■ EXERCISE:
Each line of the data that includes "refrigerator" must be copied.

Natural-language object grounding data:

§ §

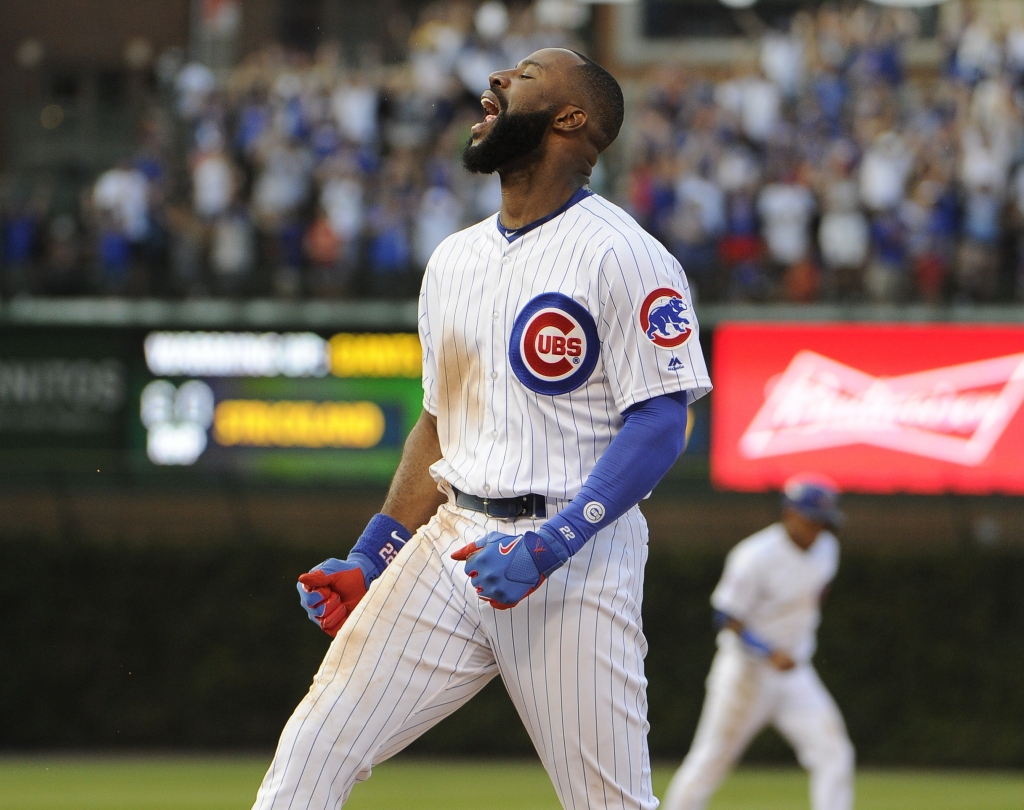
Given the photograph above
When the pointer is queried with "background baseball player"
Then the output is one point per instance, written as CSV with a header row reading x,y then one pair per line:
x,y
559,354
768,606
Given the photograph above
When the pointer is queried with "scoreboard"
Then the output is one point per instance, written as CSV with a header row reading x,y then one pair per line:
x,y
278,405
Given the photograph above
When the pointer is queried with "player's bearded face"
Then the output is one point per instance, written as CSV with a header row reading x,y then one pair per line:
x,y
512,137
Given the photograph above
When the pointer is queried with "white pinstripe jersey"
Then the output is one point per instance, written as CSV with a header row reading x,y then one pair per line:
x,y
536,341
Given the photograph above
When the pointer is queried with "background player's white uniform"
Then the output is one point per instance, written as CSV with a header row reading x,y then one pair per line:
x,y
534,343
774,589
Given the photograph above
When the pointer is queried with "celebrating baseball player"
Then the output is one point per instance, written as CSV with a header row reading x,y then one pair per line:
x,y
560,351
768,607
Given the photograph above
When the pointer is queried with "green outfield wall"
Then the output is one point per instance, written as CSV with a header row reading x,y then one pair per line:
x,y
171,646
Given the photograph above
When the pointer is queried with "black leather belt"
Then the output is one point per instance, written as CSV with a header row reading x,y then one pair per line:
x,y
531,505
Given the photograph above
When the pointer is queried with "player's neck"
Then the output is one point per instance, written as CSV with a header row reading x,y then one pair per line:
x,y
534,192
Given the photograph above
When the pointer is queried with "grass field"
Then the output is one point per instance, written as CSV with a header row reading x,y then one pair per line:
x,y
229,783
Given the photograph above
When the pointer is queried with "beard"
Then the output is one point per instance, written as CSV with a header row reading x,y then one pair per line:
x,y
512,137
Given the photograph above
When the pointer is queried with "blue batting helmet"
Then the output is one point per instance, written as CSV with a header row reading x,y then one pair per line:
x,y
813,496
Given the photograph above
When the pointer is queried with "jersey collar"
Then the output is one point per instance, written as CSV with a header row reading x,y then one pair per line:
x,y
512,235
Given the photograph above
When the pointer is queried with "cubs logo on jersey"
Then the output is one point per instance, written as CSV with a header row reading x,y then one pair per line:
x,y
665,318
554,345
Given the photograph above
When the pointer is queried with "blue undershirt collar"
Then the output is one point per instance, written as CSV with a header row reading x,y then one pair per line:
x,y
512,235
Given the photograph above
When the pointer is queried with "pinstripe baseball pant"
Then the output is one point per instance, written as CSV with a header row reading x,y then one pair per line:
x,y
421,643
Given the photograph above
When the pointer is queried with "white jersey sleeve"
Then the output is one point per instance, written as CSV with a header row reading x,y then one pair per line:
x,y
429,356
649,333
737,592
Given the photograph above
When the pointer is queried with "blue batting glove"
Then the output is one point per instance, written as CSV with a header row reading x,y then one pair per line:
x,y
505,568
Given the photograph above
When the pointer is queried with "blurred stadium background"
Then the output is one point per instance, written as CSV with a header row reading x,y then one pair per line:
x,y
213,219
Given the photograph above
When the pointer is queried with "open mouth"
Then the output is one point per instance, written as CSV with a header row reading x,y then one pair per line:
x,y
491,113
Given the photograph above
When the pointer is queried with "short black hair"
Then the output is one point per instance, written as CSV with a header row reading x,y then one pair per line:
x,y
603,97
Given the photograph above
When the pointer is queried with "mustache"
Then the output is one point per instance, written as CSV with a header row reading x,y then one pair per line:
x,y
503,103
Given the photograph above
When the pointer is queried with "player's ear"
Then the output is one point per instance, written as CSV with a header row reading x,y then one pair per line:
x,y
569,119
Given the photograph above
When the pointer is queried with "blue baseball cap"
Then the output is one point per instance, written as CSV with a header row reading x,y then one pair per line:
x,y
815,497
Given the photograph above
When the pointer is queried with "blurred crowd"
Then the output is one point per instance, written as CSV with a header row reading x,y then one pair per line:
x,y
827,170
292,175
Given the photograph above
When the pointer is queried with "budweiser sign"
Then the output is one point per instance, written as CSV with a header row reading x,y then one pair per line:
x,y
953,414
878,408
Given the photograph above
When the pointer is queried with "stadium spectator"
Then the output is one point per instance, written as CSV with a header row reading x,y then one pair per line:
x,y
825,171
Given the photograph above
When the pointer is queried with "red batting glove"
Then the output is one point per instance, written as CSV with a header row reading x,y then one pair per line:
x,y
340,593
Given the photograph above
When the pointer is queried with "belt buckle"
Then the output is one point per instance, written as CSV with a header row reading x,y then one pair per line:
x,y
485,502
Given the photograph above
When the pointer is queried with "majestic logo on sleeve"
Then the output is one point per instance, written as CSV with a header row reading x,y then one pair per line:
x,y
954,414
554,345
664,318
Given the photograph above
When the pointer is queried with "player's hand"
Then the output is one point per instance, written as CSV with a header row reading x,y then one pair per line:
x,y
505,568
331,591
781,661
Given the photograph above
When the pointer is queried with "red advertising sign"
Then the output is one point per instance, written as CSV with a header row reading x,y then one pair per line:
x,y
879,409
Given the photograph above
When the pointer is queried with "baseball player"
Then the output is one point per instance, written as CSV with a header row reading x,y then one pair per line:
x,y
559,354
768,607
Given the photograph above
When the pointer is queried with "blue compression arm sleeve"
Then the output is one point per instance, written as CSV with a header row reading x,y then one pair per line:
x,y
752,640
651,438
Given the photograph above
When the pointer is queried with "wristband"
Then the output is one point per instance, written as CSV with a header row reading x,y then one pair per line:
x,y
643,451
379,545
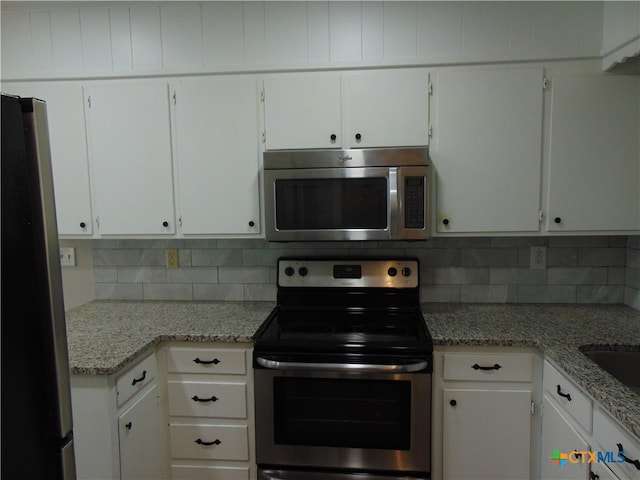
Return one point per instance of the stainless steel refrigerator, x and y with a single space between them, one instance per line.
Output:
37 435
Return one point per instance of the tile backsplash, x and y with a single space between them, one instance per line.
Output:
600 269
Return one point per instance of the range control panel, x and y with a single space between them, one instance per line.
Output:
368 273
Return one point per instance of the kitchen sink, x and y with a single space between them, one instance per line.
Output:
624 365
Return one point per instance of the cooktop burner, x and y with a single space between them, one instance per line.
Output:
350 306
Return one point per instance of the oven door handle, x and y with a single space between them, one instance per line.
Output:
351 367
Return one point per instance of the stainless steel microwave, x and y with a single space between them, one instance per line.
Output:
368 194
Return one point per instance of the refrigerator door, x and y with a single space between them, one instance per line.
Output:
37 438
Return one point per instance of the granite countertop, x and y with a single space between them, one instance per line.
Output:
105 336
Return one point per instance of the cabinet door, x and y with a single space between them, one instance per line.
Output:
559 440
217 156
594 154
303 112
139 433
486 150
477 441
67 136
130 154
388 109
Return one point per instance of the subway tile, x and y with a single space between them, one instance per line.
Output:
440 293
633 259
602 257
460 242
490 257
518 242
439 257
132 243
215 258
633 241
600 294
632 278
167 291
218 292
579 241
192 275
118 291
618 241
516 276
153 257
460 275
262 257
488 294
201 243
115 257
242 243
616 276
101 244
105 274
184 257
632 297
546 294
562 257
142 274
243 274
260 293
578 276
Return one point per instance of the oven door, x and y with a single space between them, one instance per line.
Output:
354 419
331 203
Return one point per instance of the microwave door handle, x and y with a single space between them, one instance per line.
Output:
392 213
351 367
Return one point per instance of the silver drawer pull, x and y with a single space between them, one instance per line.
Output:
141 379
213 398
565 395
202 442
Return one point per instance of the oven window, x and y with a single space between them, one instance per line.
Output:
342 413
331 203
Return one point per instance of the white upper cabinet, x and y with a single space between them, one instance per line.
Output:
303 112
130 154
65 113
359 110
388 109
216 125
594 154
486 149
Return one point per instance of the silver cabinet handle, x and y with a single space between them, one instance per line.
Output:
359 367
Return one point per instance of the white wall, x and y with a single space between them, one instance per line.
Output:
85 39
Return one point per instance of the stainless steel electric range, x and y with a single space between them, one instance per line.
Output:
343 370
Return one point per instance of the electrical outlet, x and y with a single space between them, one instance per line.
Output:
68 256
538 259
172 258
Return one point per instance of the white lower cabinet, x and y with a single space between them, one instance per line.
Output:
210 406
560 440
579 439
485 411
139 431
118 431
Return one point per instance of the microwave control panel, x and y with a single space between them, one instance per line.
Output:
414 202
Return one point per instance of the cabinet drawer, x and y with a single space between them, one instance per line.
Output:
188 472
566 394
608 434
488 367
216 442
208 399
206 360
135 379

§ §

■ WRITTEN REPLY:
Return one point per instance of the stainless steel refrigerator, x and y with a single space between them, one instance per line.
Return one point per instance of the refrigerator door, x and y with a single space between them, one instance per line.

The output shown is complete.